YOUR ASSIGNMENT:
Reproduce all of the listing below without alteration.

AVAILABLE DATA:
• • • •

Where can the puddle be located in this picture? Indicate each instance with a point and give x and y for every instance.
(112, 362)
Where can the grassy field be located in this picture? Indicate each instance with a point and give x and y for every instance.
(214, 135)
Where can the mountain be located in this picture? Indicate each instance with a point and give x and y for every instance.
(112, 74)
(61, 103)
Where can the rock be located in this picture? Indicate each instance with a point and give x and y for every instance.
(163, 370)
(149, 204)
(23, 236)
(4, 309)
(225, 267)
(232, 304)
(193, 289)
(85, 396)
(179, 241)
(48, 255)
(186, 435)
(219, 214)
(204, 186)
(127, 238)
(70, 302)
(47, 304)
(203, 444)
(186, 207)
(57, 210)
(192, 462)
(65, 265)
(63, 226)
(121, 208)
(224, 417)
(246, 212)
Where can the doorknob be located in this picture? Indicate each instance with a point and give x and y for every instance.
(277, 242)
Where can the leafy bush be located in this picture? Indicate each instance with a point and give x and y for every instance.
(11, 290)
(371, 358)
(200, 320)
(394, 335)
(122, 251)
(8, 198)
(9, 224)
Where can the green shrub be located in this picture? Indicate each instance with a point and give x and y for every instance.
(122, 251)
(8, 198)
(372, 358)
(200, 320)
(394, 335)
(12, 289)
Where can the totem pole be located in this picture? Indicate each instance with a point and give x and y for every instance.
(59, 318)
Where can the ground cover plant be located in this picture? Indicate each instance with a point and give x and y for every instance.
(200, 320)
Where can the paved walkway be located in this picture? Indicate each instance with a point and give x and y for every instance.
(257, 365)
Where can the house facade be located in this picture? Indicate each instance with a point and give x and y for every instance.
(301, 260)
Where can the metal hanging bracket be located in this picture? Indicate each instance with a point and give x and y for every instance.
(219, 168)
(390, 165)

• • • •

ANSWER FOR THE TASK:
Where can the puddle be located in this picture? Indicate each instance with a point and give x and y for every instance.
(112, 362)
Where can the grassy field be located in this picture? Indicate each instance with a point and give x and y for every instance.
(214, 135)
Where can the mountain be located in this picture? Indicate each instance with a point and give x and y for every instance.
(112, 74)
(61, 103)
Where can the rock be located in this picture? Indicate each instance with a point and give x and y for every instance.
(163, 370)
(149, 204)
(23, 236)
(4, 309)
(225, 267)
(232, 304)
(193, 289)
(85, 396)
(179, 241)
(48, 255)
(186, 435)
(219, 214)
(204, 186)
(127, 238)
(70, 302)
(47, 304)
(203, 444)
(186, 207)
(57, 210)
(192, 462)
(65, 265)
(63, 226)
(121, 208)
(224, 417)
(246, 212)
Where can the doorknob be located in this picture? Indicate each instance with a point and give x and y for every instance.
(277, 242)
Where can the leafy bush be located in this picture? Indicate each instance with a point and give x and y for every instance.
(11, 290)
(371, 358)
(200, 320)
(394, 335)
(122, 251)
(8, 198)
(9, 224)
Where can the green shrub be located in this picture? Indicate each instance with a point and give x and y for every instance.
(122, 251)
(8, 198)
(372, 358)
(200, 320)
(394, 335)
(12, 289)
Where can the totem pole be located in this picture? Indicate each instance with a point and give x and y for every instance.
(59, 318)
Where can the ground cover plant be located in this picture? Indicate each instance with a point and give x and y for every instance.
(200, 320)
Where can the paved walkway be located in this picture? Indicate each instance with a point and give x and y for every instance.
(257, 365)
Where can the house facade be located in this picture? Indicate each instance with a point and give x and y for every instance.
(301, 260)
Where can the metal hanging bracket be located in this picture? Indicate each instance with a point and give x and y for every instance.
(219, 168)
(390, 165)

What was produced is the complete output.